- [ESTRATTO DEL DOCUMENTO]
So già l'obiezione dei miei amici (e anche non ) renziani alla lettura dell'editoriale odierno sul Corriere di Alesia e Giavazzi : facile parlare dalle cattedre, fate proposte alternative. Sembrerebbe un'obiezione giusta, che ripete un po' l'adagio per il quale chi sa fa, e chi non sa insegna. Invece giusta non è per due ordini di ragioni :
1) Il compito degli osservatori, giornalisti e/o esperti di cose economiche, ma anche giuridiche, sociali ecc., è quello di osservare, commentare, basandosi sulle previsioni e poi sui fatti. Dire "troppo comodo" è stupido, perché NON è il loro compito governare, né hanno chiesto di farlo. Ma chi vuole esercitare quel potere, poi deve portare risultati. Se non lo fa, dire "eh ma è difficile" non vale (non dovrebbe) l'elezione.
2) In realtà sia Alesina e Giavazzi, sia Luca Ricolfi, sia Giacalone, solo per citare quelli che io seguo di più, delle proposte concrete ed alternative le hanno avanzate eccome, e più di una volta. A suo tempo, quando Renzino si è inventato gli 80 euro ai dipendenti, tutte queste persone dissero che era un errore, e quei 5-6 miliardi era meglio destinarli a ridurre le tasse alle imprese. Renzi ha seguito la sua strada, che è risultata improduttiva di effetti utili alla ripresa del PIL e dell'occupazione (certamente è stata gradita dai beneficiati, e molti di questi si sono mostrati grati alla prima occasione : le elezioni europee). Adesso è il turno della legge di stabilità, anche questa oggetto di critiche - peraltro pacate e ragionate - e anche qui i critici hanno indicato strade diverse rispetto a quelle dell'esecutivo (ricordo il Job Italia di Ricolfi http://ultimocamerlengo.blogspot.com/2014/10/il-job-italia-lo-studio-di-ricolfi-per.html, ma è solo un esempio).
Resta che NON è il loro compito, ma di chi governa. Ve lo immaginate Totti che sbaglia il rigore e si rivolge a Italo Cucci che sbuffa in tribuna stampa : "ahò e viecce tu a tirallo no ?!?!".
Buona Lettura
Tante misure
per così poco
di
Alberto Alesina e Francesco Giavazzi Quando presentò la legge di Stabilità, Matteo Renzi disse: «È una grande, grande, grande novità: una manovra anticiclica in un momento di difficoltà». A un mese di distanza facciamo fatica a vedere in che modo questa legge possa aiutare la crescita. Il deficit dei conti pubblici (stime della Commissione europea) sarà quest’anno il 3% del prodotto interno lordo, e scenderebbe al 2,7% l’anno prossimo. Il deficit «strutturale» (cioè depurato dal ciclo economico) rimarrebbe sostanzialmente invariato: 0,9% quest’anno, 0,8 il prossimo. La manovra quindi è a deficit costante.

- [COMPITO ASSEGNATO] Trascrivi dal testo sulla legge di stabilità la parte che si apre con le parole contenenti "So già l'obiezione" e si chiude con "(non dovrebbe) l'elezione.". Basati esclusivamente sul testo riportato qui sopra.

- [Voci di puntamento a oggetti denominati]

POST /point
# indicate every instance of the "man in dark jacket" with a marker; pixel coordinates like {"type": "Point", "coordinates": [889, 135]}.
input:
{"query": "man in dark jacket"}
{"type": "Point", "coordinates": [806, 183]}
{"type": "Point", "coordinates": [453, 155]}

- [LA RISPOSTA]
So già l'obiezione dei miei amici (e anche non ) renziani alla lettura dell'editoriale odierno sul Corriere di Alesia e Giavazzi : facile parlare dalle cattedre, fate proposte alternative. Sembrerebbe un'obiezione giusta, che ripete un po' l'adagio per il quale chi sa fa, e chi non sa insegna. Invece giusta non è per due ordini di ragioni :
1) Il compito degli osservatori, giornalisti e/o esperti di cose economiche, ma anche giuridiche, sociali ecc., è quello di osservare, commentare, basandosi sulle previsioni e poi sui fatti. Dire "troppo comodo" è stupido, perché NON è il loro compito governare, né hanno chiesto di farlo. Ma chi vuole esercitare quel potere, poi deve portare risultati. Se non lo fa, dire "eh ma è difficile" non vale (non dovrebbe) l'elezione.